取り組む作業
A – 一覧から、文字列「covered」を含む行をすべて抜き出す。大文字と小文字は区別する。
B – 曹洞宗の宗勢調査をめぐるインタビュー記事を、最後の文の後から書き継ぐ。

出典文書

「岐路に立つ仏教寺院」のすべきこと 川又俊則鈴鹿大学教授に聞く(上)

「岐路に立つ仏教寺院」のすべきこと

川又俊則鈴鹿大学教授に聞く(上)

 

曹洞宗が2015(平成27)年に実施した「宗勢調査」に委員として加わったメンバーが、人口減少社会における寺の実態調査を多角的に分析した『岐路に立つ仏教寺院 曹洞宗宗勢総合調査2015年を中心に』(法藏館)を刊行した。過疎地域の宗教の動向を追究し、宗教社会学の視点から2回の宗勢調査に携わった川又俊則鈴鹿大学教授に、「岐路に立つ仏教」の、その先を聞いた。(3回連載)

 

――『岐路に立つ仏教寺院』は、一般書店に並ぶ書物としては珍しい宗教団体の宗勢調査に基づく研究書です。出版に至った理由は。

川又教授 曹洞宗は寺院数が全国最大で、かつ全国分布し、地域的な偏りが少ないため、同宗が全寺院を対象に実施した「宗勢総合調査」のデータは、今後の宗教界の行方を示すと考えられます。共同編著者の相澤秀生氏をはじめとする委員は、現代宗教の課題に強い関心を持ち、その分析を宗門内外に提示し、存続の岐路に立たされている日本仏教、寺の現実を浮かび上がらせたいとの思いから出版に至りました。

生データ一覧
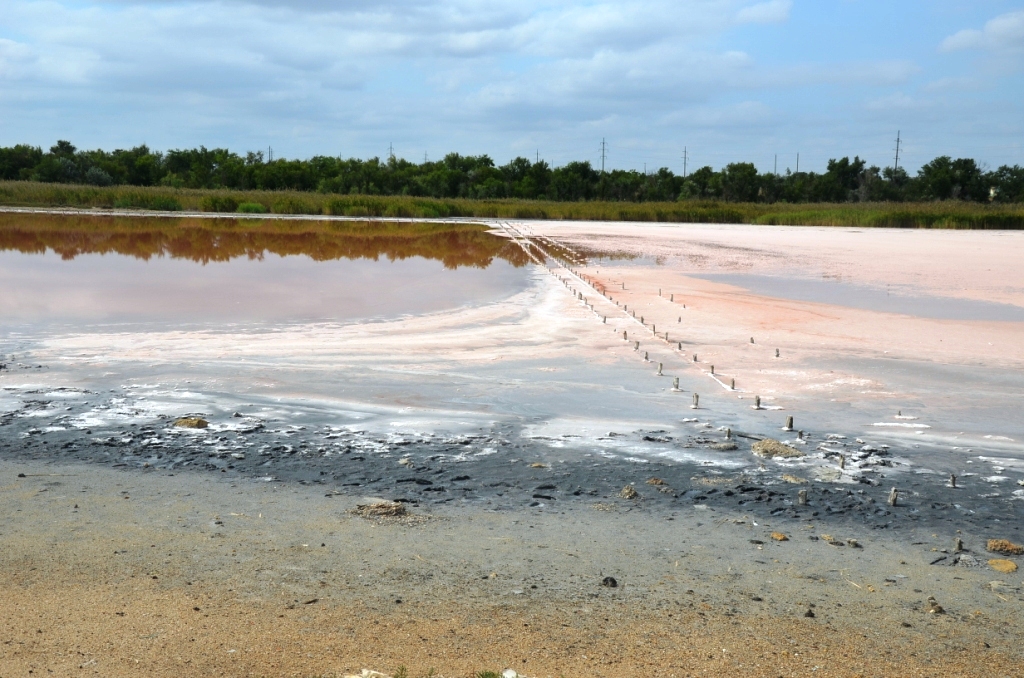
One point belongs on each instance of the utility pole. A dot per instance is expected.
(896, 164)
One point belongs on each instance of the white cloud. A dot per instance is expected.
(773, 11)
(1005, 33)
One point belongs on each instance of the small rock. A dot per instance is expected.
(380, 510)
(629, 492)
(772, 449)
(1005, 547)
(1000, 565)
(966, 560)
(190, 422)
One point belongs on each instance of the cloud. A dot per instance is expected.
(1004, 34)
(773, 11)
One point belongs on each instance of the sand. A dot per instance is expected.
(164, 575)
(112, 541)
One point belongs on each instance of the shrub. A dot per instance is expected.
(218, 204)
(97, 177)
(252, 208)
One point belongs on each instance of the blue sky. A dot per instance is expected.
(728, 80)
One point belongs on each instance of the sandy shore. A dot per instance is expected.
(508, 428)
(112, 573)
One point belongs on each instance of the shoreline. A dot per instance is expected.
(511, 431)
(141, 552)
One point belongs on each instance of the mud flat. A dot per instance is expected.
(532, 446)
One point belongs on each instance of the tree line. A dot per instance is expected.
(478, 177)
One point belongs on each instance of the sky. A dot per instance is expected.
(723, 80)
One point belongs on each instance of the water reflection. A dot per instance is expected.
(83, 270)
(221, 240)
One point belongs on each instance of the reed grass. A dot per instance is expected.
(947, 214)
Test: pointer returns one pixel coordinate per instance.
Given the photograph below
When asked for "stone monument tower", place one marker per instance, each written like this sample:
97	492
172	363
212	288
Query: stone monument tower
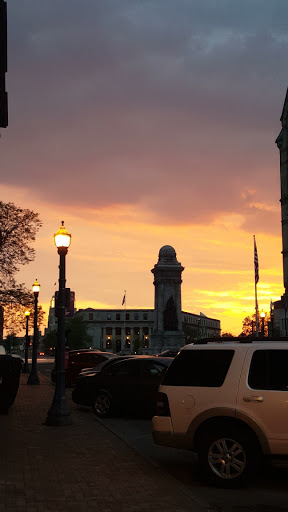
282	143
167	332
279	314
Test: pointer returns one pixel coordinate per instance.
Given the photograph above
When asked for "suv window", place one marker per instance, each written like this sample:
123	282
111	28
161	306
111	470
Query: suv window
205	368
152	369
269	370
128	368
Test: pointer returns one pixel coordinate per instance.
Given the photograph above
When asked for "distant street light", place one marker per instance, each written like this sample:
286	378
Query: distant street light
262	314
58	413
26	365
33	377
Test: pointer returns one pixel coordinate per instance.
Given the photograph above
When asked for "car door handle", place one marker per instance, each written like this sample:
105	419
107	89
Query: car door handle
252	398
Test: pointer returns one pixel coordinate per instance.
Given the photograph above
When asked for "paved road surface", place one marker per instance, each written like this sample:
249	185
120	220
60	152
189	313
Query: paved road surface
267	493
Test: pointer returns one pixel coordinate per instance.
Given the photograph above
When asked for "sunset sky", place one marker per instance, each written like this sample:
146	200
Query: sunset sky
142	123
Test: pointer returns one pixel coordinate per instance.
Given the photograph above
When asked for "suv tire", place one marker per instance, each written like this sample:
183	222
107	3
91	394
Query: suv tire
102	405
227	457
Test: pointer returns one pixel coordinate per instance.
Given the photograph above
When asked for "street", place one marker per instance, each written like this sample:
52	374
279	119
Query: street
266	493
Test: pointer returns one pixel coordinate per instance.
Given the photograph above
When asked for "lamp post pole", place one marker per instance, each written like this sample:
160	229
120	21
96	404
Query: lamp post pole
33	377
262	314
26	365
59	413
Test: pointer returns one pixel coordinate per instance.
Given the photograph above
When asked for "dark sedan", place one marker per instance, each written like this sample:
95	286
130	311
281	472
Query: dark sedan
128	385
79	359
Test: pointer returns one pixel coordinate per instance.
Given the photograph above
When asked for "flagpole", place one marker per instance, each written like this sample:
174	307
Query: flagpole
256	310
256	279
124	300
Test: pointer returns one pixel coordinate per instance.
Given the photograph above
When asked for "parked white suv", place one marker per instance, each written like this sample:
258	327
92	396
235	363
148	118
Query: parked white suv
229	403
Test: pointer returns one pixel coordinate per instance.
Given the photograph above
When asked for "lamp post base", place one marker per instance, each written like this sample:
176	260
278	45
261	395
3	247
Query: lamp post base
33	379
58	414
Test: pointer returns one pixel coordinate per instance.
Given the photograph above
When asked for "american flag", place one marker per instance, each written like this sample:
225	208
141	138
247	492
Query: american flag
256	263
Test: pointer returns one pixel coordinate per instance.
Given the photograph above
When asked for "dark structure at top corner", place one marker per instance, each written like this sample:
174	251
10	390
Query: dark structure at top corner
3	65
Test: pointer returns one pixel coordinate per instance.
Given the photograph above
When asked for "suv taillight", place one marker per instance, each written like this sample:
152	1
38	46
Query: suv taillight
162	405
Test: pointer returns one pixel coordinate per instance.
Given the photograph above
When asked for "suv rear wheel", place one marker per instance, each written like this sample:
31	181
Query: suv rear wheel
102	406
227	458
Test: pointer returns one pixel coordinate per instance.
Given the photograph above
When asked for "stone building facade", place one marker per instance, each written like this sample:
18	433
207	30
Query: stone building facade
120	330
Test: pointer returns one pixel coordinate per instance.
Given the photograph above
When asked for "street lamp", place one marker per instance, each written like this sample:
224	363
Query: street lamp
33	377
262	314
26	365
58	413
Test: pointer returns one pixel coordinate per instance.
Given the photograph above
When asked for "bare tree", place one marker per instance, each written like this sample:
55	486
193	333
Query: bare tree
18	229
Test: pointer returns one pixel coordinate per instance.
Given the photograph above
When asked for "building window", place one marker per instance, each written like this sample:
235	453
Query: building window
145	341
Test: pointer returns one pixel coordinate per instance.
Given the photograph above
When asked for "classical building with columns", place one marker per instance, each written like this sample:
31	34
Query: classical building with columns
128	330
147	331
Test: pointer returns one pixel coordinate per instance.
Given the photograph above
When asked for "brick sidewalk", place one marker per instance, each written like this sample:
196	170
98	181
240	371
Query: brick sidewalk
77	468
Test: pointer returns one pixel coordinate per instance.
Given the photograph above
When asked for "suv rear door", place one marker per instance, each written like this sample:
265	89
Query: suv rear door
263	394
200	379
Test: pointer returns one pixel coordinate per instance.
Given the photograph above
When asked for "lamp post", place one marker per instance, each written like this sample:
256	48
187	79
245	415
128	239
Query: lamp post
59	413
26	365
33	377
262	314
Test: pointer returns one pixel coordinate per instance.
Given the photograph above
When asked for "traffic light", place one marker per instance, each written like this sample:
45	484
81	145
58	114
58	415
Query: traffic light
3	65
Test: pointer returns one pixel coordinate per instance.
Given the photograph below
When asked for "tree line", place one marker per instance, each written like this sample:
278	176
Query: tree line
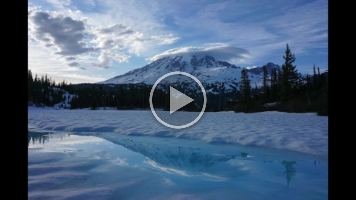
283	90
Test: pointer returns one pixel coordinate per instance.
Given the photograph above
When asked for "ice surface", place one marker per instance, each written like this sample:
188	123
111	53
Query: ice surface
305	132
116	166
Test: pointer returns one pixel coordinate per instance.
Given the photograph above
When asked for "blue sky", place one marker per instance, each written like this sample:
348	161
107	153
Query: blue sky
87	41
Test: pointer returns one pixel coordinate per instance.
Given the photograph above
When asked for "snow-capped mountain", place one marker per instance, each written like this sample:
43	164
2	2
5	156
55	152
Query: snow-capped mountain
207	69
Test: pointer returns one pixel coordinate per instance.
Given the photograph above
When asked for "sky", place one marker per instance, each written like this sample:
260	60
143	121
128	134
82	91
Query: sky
88	41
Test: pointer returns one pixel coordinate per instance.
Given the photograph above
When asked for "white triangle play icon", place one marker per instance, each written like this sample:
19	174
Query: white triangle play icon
177	100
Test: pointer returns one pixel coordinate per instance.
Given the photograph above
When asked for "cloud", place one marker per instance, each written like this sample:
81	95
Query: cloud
117	42
65	33
165	39
70	58
74	64
219	51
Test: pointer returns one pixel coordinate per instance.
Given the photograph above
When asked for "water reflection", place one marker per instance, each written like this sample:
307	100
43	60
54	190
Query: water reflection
290	170
37	137
176	156
41	137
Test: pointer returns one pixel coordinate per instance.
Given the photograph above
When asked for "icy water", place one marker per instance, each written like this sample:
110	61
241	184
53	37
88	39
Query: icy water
66	165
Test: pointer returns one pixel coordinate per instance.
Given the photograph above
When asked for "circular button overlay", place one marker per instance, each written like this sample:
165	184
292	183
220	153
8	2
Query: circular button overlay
177	100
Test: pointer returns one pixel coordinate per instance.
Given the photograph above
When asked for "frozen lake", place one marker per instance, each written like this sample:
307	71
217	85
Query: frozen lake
85	154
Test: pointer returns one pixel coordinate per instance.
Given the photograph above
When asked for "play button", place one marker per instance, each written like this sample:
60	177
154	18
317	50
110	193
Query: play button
178	100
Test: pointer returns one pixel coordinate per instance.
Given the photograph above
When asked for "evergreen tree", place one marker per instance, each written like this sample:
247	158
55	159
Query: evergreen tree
245	87
289	75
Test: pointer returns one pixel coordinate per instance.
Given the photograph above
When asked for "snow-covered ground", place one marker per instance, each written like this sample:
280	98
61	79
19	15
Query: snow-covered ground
306	132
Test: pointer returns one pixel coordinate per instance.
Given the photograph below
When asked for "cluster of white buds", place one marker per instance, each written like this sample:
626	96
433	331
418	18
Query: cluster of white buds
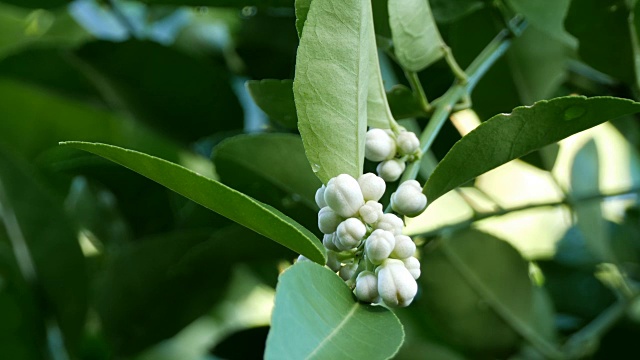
392	150
364	245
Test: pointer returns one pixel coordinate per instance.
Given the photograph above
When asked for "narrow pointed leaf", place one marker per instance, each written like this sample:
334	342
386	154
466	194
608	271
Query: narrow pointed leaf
506	137
317	317
416	38
331	86
215	196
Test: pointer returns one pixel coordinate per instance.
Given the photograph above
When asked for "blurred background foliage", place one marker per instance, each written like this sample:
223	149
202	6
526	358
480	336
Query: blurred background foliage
97	262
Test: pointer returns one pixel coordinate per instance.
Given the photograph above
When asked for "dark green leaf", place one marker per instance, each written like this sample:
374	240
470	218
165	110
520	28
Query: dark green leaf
36	222
602	28
275	98
154	287
466	294
416	39
509	136
331	86
215	196
188	104
278	158
316	316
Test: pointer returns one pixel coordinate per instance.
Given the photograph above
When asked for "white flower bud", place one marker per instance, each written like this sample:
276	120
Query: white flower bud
413	265
367	287
379	145
390	222
390	170
320	197
349	234
372	186
407	143
347	271
379	246
329	241
408	199
371	212
405	247
343	195
396	285
332	261
328	220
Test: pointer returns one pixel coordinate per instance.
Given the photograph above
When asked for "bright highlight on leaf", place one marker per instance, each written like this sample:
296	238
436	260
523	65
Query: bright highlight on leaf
317	317
331	85
506	137
215	196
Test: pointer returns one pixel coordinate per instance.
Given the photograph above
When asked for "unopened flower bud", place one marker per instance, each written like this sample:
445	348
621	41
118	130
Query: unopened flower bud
349	234
367	287
405	247
408	199
407	143
372	186
332	261
390	170
347	271
390	222
343	195
379	145
396	285
328	220
413	265
329	242
379	246
320	197
371	212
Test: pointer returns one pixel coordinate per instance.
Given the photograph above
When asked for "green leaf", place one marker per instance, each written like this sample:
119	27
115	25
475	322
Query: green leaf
610	51
546	16
416	39
316	316
185	105
191	269
466	294
275	98
278	158
506	137
302	10
331	86
48	244
215	196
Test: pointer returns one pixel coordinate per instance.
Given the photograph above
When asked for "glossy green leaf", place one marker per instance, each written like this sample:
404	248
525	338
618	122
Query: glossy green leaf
279	158
506	137
316	316
191	269
302	10
215	196
275	98
331	86
36	223
416	38
466	294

演習の解答
A –
When asked for "snow-covered ground", place one marker per instance, each written like this sample:
Query: snow-covered ground

B –
従来から仏教各派は、教化推進に役立てるために質問紙形式の調査を実施してきました。個々の実態集積に留まり、宗教界を見渡す視点はなかったため、全体的な傾向をつかめていません。本書は、そこに風穴を開けようとしたのです。

 

――「宗勢調査」から、特に顕著に浮かび上がった課題は何ですか。

川又教授 寺院間の経済格差の広がりには驚きを禁じ得ません。檀家数の多寡、また、教化活動を活発に行えているかどうかで、格差は大きく広がっています。調査では、高収入・中収入・低収入と三分し、数量的にうかがい知ることのできない内容については、質問紙の自由記述の分析、私を含めた執筆者個々人のフィールド調査で得られた資料も補完的に用いました。

私が調査に加わったのは2005年と15年で、今思うとちょうど、人口減少の転換期でした。05年の調査時には檀家数に大きな変化がなく、これなら今後10年は大丈夫と感じていたのですが、その後、激変します。檀家数はそう変わらないものの、構成人数が大きく減少したからです。従来は、檀家は4~5人で構成されていると考えていまし たが、15年の時点で実態は1~2人で、その構成員が亡くなると、近くに住んでいない子どもたちは後を継がず、必然的に墓じまいなどが進んだことは、調査からも明らかでした。

15年の調査から5年がたち、現在はより高齢化が進み、ますます状況が進行しているのではないかと思います。本書では、15年時点の実態を数値で示した上で、人口減少による現状分析を各委員がテーマごとに論じています。寺院の経済問題、兼務・無住寺院の実態、地区ごとの違い、さらに墓地を造成したことで新たな檀信徒を獲得した寺院の例などを示しながら、寺院経済が教化活動や後継問題にも結びついていることを浮かび上がらせています。(続く)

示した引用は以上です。